------ Extrait du texte ------
Ce langage franc, brutal, maladroit, n'était pas approuvé en France par tous les amis de l'Église. Les catholiques libéraux ou soi-disant tels — estimaient plus sage et plus profitable de ruser avec la Révolution et de la tourner que de la heurter ainsi de front. L'un des plus vieux et des plus illustres, le comte de Falloux, ne put résister à l'envie de réfuter les théories simplistes de l'ex-capitaine de Mun et publia[88] peu après plusieurs manifestes qui eurent le plus grand retentissement. Il s'en prenait avec vivacité au mot de contre-révolution dont ce dernier et ses amis faisaient avec affectation tout leur programme. Je ne crois pas, disait-il, qu'il puisse y avoir un symbole moins vrai et plus mal choisi. Le mot contre-révolution, devenu le mot de ralliement des catholiques, n'a aucune exactitude : la contre-révolution est aujourd'hui dans la pensée de fort peu de gens et n'est, l'expérience l'a bien prouvé, au pouvoir de personne... Il continuait en remontrant que la mission de l'Église n'était ni de se compromettre ni de se laisser compromettre par des thèses plus que contestables ; que rêver de ressusciter le passé de pied en cap ou songer à un ancien régime corrigé n'était que le fait d'une infime minorité. Quant au gros du public, ajoutait-il, ne savez-vous pas qu'il traduit toujours contre-révolution par ancien régime, dans la plus mauvaise acception du mot ?... Il affirmait enfin que le Syllabus lui-même n'avait pas condamné en bloc et sans réserve la société moderne et en appelait de la politique brutale de de Mun à la politique modérée du nouveau pape.
------ Données sources ------
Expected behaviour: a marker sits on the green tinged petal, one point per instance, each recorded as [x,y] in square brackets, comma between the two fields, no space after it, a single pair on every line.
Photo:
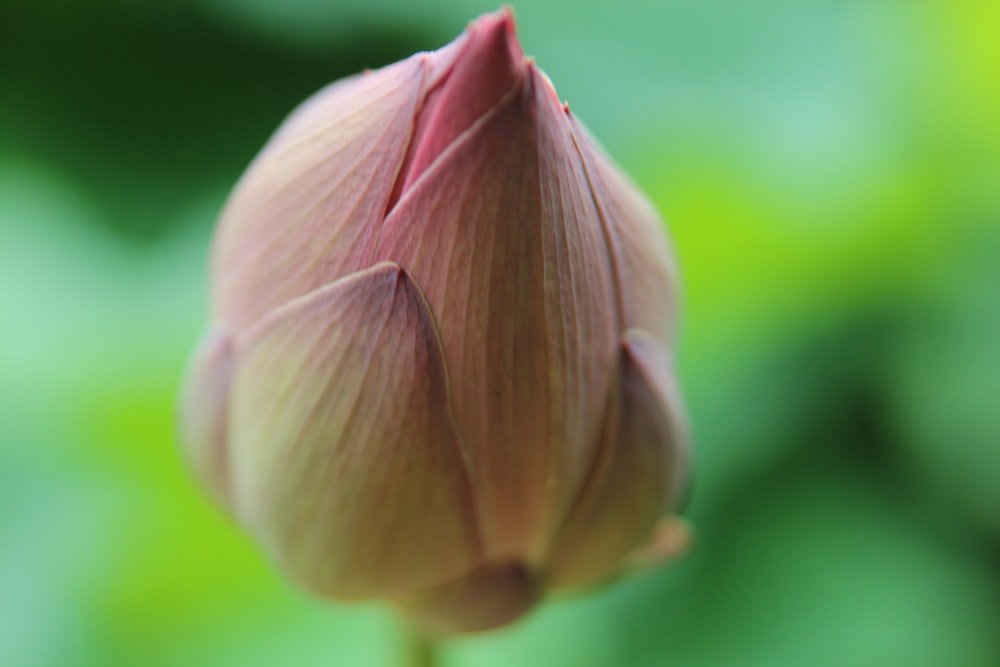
[345,460]
[503,235]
------
Énoncé:
Reproduisez mot pour mot, du début à la fin, l'extrait sur la critique de Falloux contre le mot « contre-révolution ». Les données ne jouent ici aucun rôle.

Bonne réponse:
Ce langage franc, brutal, maladroit, n'était pas approuvé en France par tous les amis de l'Église. Les catholiques libéraux ou soi-disant tels — estimaient plus sage et plus profitable de ruser avec la Révolution et de la tourner que de la heurter ainsi de front. L'un des plus vieux et des plus illustres, le comte de Falloux, ne put résister à l'envie de réfuter les théories simplistes de l'ex-capitaine de Mun et publia[88] peu après plusieurs manifestes qui eurent le plus grand retentissement. Il s'en prenait avec vivacité au mot de contre-révolution dont ce dernier et ses amis faisaient avec affectation tout leur programme. Je ne crois pas, disait-il, qu'il puisse y avoir un symbole moins vrai et plus mal choisi. Le mot contre-révolution, devenu le mot de ralliement des catholiques, n'a aucune exactitude : la contre-révolution est aujourd'hui dans la pensée de fort peu de gens et n'est, l'expérience l'a bien prouvé, au pouvoir de personne... Il continuait en remontrant que la mission de l'Église n'était ni de se compromettre ni de se laisser compromettre par des thèses plus que contestables ; que rêver de ressusciter le passé de pied en cap ou songer à un ancien régime corrigé n'était que le fait d'une infime minorité. Quant au gros du public, ajoutait-il, ne savez-vous pas qu'il traduit toujours contre-révolution par ancien régime, dans la plus mauvaise acception du mot ?... Il affirmait enfin que le Syllabus lui-même n'avait pas condamné en bloc et sans réserve la société moderne et en appelait de la politique brutale de de Mun à la politique modérée du nouveau pape.